— start RECORD SET —
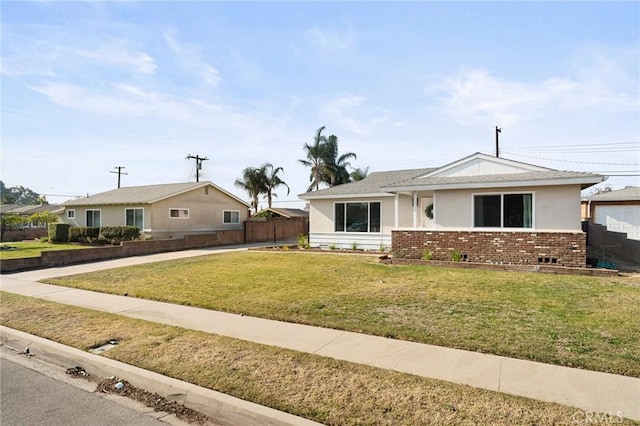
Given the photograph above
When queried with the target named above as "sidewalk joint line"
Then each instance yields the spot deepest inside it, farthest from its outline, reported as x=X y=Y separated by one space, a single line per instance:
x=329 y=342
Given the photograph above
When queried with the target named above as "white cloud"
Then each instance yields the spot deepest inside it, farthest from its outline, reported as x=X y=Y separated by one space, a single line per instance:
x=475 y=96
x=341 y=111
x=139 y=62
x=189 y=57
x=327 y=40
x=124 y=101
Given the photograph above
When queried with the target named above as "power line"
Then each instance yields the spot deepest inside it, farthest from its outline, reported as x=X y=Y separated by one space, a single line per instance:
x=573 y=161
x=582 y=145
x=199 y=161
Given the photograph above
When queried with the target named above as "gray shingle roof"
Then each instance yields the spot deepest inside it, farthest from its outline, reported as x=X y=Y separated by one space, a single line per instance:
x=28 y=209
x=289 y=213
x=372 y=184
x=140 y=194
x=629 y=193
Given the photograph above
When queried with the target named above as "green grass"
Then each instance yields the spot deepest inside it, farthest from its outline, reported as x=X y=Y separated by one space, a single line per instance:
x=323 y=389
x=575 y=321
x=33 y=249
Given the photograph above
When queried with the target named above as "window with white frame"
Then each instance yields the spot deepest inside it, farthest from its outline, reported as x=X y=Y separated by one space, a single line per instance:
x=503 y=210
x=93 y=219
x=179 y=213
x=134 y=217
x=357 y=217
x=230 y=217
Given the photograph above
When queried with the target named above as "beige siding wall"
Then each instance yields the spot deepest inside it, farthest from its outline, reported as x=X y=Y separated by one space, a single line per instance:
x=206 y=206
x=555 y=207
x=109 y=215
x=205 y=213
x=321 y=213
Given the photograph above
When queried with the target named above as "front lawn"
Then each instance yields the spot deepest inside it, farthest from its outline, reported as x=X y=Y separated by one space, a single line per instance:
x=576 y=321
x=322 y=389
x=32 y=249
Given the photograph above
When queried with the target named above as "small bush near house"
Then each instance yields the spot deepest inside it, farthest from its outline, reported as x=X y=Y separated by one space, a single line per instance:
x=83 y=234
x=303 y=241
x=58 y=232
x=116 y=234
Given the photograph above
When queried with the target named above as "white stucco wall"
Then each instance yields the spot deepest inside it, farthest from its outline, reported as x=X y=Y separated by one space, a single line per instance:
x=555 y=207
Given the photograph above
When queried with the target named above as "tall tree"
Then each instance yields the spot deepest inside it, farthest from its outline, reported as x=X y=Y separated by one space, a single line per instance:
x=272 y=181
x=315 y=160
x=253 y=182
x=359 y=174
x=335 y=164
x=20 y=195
— end RECORD SET —
— start RECORD SET —
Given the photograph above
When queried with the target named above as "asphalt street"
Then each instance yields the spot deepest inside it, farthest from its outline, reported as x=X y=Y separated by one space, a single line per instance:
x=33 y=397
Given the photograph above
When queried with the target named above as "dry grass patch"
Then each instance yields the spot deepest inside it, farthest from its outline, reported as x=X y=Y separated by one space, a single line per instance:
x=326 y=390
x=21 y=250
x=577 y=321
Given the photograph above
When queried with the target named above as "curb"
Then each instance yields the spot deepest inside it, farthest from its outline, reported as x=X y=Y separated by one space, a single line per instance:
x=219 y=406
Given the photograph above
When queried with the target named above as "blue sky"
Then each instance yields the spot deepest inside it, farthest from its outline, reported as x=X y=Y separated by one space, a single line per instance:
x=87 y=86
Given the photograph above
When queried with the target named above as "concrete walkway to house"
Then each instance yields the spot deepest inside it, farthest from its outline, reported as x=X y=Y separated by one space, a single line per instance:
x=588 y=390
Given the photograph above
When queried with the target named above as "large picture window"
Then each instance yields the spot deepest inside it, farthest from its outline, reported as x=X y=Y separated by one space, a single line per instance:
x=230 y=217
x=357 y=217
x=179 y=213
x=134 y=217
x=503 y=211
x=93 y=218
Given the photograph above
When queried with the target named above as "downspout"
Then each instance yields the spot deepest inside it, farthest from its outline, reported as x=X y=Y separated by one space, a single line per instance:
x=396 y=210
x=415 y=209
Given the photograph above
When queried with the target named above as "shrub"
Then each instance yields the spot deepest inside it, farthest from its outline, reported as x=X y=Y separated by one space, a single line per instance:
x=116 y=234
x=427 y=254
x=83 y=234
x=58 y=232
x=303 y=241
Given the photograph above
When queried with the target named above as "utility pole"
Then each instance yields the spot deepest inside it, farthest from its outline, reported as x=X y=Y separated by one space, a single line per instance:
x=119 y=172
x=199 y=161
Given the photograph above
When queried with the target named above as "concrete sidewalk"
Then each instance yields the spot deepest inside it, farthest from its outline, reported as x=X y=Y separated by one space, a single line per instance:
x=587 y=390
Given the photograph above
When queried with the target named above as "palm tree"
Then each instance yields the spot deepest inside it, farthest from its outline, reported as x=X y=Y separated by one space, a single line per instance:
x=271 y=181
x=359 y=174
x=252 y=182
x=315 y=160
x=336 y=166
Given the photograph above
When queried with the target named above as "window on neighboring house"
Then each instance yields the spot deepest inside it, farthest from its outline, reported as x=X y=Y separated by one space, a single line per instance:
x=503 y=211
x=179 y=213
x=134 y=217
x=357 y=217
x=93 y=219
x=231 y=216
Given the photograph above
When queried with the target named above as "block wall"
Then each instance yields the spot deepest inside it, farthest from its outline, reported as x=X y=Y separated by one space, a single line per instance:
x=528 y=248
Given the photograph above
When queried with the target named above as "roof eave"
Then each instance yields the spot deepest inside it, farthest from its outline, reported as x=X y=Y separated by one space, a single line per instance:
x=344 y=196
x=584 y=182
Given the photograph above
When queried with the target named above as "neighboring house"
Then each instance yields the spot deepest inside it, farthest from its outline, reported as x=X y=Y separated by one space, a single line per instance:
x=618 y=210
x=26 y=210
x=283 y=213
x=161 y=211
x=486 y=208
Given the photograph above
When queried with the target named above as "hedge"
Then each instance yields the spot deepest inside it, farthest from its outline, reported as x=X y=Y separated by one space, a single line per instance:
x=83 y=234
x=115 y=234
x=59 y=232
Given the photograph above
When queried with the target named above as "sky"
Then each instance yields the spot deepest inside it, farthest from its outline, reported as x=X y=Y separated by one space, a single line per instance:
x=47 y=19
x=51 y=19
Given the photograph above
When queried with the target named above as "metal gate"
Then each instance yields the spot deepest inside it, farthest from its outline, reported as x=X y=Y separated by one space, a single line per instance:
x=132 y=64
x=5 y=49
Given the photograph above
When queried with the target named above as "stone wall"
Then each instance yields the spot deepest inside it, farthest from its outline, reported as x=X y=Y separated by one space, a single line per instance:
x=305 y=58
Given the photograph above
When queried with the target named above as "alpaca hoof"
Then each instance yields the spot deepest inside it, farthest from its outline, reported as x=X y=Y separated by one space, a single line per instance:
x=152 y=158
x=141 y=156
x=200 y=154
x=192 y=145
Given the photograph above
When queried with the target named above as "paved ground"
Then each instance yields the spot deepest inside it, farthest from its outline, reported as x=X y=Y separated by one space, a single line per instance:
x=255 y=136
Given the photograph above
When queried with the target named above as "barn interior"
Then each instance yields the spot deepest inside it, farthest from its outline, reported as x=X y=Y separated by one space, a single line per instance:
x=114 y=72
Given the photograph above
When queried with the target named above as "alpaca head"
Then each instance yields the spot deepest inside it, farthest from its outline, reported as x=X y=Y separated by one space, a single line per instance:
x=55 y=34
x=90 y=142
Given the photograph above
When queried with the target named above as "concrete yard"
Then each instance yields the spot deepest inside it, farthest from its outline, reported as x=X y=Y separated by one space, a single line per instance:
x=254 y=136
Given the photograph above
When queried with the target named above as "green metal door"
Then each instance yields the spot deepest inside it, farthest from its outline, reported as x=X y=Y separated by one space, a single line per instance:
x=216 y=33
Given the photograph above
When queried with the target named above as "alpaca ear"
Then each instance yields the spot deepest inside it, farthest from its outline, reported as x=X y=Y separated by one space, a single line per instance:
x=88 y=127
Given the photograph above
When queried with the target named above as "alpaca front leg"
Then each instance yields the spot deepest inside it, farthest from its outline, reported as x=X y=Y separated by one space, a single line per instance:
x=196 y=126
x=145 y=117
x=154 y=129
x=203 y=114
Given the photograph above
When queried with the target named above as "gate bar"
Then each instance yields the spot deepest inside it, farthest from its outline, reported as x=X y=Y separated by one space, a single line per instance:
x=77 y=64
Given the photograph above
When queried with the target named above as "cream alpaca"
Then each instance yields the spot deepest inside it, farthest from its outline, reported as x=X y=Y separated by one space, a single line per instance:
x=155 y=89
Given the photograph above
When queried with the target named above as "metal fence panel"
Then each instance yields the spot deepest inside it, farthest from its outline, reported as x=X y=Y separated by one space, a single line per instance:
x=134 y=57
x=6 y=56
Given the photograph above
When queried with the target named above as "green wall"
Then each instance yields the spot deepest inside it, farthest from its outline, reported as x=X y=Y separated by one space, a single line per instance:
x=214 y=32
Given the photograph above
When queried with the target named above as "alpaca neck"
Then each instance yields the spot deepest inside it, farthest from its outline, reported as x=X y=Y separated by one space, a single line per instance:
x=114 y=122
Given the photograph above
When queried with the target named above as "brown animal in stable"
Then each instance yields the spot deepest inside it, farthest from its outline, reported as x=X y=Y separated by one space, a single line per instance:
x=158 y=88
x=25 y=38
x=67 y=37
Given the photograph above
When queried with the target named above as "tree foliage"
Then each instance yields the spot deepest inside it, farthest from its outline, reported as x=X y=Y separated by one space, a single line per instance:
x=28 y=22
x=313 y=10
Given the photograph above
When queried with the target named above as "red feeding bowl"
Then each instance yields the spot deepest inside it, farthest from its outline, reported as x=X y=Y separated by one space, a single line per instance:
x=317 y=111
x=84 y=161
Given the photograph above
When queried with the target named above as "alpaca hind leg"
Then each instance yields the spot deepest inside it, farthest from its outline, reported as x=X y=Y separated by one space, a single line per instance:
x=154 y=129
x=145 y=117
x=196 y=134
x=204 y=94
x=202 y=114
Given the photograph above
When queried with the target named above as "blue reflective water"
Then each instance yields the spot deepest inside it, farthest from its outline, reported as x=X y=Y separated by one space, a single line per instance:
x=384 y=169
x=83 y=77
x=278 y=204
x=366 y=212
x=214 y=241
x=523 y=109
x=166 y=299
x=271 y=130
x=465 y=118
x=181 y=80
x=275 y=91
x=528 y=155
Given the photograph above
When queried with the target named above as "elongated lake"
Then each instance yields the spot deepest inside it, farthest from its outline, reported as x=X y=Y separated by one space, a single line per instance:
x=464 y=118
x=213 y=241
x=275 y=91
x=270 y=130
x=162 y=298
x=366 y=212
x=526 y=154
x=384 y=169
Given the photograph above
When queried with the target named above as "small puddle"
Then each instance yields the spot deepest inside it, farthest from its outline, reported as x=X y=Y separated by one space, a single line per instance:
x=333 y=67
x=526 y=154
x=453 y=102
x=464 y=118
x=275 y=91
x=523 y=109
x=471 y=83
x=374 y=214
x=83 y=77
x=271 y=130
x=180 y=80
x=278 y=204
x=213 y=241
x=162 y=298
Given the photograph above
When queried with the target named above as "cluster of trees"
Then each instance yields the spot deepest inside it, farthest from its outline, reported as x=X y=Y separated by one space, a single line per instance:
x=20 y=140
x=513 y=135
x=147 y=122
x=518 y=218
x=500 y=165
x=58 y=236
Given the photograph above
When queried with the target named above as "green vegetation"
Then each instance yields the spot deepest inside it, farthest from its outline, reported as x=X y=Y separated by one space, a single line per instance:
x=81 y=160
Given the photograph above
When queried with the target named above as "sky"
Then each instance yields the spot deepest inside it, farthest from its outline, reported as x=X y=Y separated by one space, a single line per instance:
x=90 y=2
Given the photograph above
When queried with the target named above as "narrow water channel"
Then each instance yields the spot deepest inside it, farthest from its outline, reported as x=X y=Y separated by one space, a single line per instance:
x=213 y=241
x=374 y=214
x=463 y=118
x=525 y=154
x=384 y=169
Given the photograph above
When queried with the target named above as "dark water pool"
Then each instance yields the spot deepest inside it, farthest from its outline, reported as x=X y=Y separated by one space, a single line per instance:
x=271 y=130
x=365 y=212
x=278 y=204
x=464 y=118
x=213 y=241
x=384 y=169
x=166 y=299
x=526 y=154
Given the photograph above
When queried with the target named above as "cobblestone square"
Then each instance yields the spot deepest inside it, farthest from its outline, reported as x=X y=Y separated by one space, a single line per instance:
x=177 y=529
— end RECORD SET —
• WHAT YOU SHOULD DO
How many lines in the two blocks above contain the word "sidewalk"? Reply with the number alone.

• FULL ANSWER
2